Reproduce the portion of the records that opens with the line containing "Which part of this frame contains the leaning" and continues through the end of the records, keeping every line unchanged.

★ ★ ★ ★ ★ ★ ★

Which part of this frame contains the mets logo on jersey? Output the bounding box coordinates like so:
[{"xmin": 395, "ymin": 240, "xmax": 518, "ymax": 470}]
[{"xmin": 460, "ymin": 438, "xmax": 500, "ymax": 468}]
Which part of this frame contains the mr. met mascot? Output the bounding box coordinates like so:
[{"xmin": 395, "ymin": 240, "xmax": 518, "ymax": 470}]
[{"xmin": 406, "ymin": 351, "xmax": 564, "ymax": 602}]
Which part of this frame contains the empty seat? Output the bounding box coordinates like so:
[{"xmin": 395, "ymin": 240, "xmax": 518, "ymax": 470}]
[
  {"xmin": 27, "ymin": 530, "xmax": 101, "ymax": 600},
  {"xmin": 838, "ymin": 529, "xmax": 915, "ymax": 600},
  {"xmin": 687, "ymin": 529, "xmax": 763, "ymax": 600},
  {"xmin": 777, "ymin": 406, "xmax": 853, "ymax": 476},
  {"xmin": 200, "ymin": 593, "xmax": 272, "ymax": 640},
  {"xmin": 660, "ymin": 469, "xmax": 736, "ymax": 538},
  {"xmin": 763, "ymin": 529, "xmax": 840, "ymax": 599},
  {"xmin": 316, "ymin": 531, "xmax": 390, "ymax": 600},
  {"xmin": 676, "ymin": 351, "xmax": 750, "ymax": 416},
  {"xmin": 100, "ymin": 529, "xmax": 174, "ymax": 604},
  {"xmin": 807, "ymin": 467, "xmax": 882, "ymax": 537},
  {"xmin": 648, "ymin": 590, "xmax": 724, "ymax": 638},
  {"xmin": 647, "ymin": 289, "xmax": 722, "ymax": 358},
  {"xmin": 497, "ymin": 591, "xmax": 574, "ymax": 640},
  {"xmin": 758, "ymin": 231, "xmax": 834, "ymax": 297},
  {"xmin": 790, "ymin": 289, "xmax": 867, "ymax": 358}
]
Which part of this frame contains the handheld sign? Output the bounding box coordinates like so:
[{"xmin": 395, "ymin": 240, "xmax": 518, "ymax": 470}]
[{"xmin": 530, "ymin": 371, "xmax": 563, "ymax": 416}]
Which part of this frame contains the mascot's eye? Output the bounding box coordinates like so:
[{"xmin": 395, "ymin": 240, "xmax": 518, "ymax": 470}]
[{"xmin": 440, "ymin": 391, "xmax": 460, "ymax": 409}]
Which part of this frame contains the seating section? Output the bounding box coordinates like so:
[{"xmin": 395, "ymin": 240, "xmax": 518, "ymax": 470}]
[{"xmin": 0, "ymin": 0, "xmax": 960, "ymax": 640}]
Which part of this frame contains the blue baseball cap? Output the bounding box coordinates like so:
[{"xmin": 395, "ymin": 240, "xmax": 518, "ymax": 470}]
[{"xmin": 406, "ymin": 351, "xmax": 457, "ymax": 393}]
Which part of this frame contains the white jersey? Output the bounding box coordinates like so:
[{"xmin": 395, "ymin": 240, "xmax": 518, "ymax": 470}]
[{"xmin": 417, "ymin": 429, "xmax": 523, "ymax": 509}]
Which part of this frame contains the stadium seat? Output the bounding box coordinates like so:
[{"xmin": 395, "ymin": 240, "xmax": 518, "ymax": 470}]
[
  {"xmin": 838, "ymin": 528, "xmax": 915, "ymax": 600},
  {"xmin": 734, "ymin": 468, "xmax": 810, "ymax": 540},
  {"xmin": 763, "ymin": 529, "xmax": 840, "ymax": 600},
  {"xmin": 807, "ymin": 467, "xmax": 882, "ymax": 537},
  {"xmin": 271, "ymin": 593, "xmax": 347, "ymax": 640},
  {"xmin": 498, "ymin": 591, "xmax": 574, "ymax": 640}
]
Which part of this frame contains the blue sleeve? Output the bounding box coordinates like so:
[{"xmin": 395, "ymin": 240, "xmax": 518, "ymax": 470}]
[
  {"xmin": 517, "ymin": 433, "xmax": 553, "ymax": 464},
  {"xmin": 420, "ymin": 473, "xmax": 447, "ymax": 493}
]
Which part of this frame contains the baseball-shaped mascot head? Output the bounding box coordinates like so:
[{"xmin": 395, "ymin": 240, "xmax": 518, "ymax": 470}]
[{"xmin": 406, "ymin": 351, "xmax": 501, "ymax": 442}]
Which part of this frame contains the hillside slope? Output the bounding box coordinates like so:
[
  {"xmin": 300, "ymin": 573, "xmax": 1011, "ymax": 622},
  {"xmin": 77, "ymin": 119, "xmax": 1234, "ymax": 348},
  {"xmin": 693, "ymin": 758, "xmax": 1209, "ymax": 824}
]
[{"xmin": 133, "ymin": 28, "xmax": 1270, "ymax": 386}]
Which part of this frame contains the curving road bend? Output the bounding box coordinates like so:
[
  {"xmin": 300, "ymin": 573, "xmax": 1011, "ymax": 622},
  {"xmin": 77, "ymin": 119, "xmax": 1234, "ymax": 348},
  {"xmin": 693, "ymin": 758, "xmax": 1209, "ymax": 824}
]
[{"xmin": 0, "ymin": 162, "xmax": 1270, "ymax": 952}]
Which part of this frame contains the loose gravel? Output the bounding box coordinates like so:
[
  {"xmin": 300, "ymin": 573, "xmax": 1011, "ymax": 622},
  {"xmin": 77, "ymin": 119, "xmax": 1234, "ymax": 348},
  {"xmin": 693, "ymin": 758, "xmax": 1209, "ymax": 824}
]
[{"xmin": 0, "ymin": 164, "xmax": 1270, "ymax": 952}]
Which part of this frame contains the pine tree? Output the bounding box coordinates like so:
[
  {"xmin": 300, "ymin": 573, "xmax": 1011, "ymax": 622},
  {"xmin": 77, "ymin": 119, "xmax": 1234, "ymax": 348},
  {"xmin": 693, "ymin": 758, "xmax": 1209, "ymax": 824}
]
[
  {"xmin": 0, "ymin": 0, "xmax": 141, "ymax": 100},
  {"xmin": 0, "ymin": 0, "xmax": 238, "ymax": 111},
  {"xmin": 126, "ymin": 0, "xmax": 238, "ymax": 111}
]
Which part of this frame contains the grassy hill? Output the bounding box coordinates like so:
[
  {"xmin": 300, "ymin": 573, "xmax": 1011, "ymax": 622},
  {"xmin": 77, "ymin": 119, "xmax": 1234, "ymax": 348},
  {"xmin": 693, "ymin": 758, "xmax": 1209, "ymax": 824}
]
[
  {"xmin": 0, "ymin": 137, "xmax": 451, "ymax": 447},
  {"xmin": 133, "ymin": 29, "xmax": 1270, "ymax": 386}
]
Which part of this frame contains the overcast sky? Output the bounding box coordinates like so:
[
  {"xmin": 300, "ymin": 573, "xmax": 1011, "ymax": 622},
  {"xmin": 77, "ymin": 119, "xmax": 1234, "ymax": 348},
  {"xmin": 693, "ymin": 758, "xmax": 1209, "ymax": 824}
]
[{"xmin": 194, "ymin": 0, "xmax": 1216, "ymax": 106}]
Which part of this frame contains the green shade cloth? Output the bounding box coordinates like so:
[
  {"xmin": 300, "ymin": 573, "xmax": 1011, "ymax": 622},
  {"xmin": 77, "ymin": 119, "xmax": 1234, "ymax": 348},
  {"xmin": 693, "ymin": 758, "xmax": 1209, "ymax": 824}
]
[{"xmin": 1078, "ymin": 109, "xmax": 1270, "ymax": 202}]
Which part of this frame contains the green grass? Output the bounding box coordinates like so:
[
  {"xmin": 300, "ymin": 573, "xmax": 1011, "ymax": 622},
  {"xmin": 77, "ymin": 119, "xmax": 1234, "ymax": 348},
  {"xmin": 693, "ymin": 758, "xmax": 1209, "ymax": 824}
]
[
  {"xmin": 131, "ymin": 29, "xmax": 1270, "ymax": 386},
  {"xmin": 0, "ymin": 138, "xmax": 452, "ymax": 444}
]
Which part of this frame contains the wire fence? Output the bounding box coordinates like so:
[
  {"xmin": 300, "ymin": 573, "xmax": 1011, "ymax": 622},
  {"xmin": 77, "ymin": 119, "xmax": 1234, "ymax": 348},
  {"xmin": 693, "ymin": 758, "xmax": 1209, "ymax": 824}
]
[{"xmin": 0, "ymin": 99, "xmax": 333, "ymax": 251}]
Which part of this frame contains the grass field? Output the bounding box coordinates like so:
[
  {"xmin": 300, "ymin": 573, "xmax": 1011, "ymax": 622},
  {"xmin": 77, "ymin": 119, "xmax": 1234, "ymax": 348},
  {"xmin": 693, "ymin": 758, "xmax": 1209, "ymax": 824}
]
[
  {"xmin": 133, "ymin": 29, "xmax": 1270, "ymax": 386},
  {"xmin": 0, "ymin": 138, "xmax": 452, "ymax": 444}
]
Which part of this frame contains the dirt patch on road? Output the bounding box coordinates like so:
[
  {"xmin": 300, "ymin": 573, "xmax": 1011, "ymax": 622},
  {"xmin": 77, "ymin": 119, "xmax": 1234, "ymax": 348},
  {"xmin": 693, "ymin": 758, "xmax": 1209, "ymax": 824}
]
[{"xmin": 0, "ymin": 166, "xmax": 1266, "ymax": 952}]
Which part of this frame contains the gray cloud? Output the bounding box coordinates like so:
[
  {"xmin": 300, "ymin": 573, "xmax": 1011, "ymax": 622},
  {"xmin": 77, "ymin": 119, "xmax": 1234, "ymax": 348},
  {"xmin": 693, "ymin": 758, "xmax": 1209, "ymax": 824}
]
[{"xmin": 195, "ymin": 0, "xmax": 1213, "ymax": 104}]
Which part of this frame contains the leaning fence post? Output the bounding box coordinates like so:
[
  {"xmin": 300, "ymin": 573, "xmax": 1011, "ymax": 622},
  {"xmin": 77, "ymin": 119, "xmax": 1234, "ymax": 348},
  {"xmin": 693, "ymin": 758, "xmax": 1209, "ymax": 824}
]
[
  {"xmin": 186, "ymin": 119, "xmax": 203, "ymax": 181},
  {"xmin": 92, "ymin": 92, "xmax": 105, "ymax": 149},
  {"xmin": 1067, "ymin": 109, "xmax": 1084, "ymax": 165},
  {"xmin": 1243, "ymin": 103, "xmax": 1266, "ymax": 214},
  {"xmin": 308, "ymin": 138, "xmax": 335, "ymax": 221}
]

★ ★ ★ ★ ★ ★ ★

-- Written response --
Which part of this frame contains the leaning fence post? Output the bounding box coordinates like so:
[
  {"xmin": 300, "ymin": 573, "xmax": 1011, "ymax": 622},
  {"xmin": 77, "ymin": 119, "xmax": 1234, "ymax": 348},
  {"xmin": 693, "ymin": 758, "xmax": 1209, "ymax": 824}
]
[
  {"xmin": 186, "ymin": 119, "xmax": 203, "ymax": 181},
  {"xmin": 92, "ymin": 92, "xmax": 105, "ymax": 149},
  {"xmin": 1067, "ymin": 109, "xmax": 1084, "ymax": 165},
  {"xmin": 1243, "ymin": 103, "xmax": 1266, "ymax": 214},
  {"xmin": 308, "ymin": 138, "xmax": 335, "ymax": 221}
]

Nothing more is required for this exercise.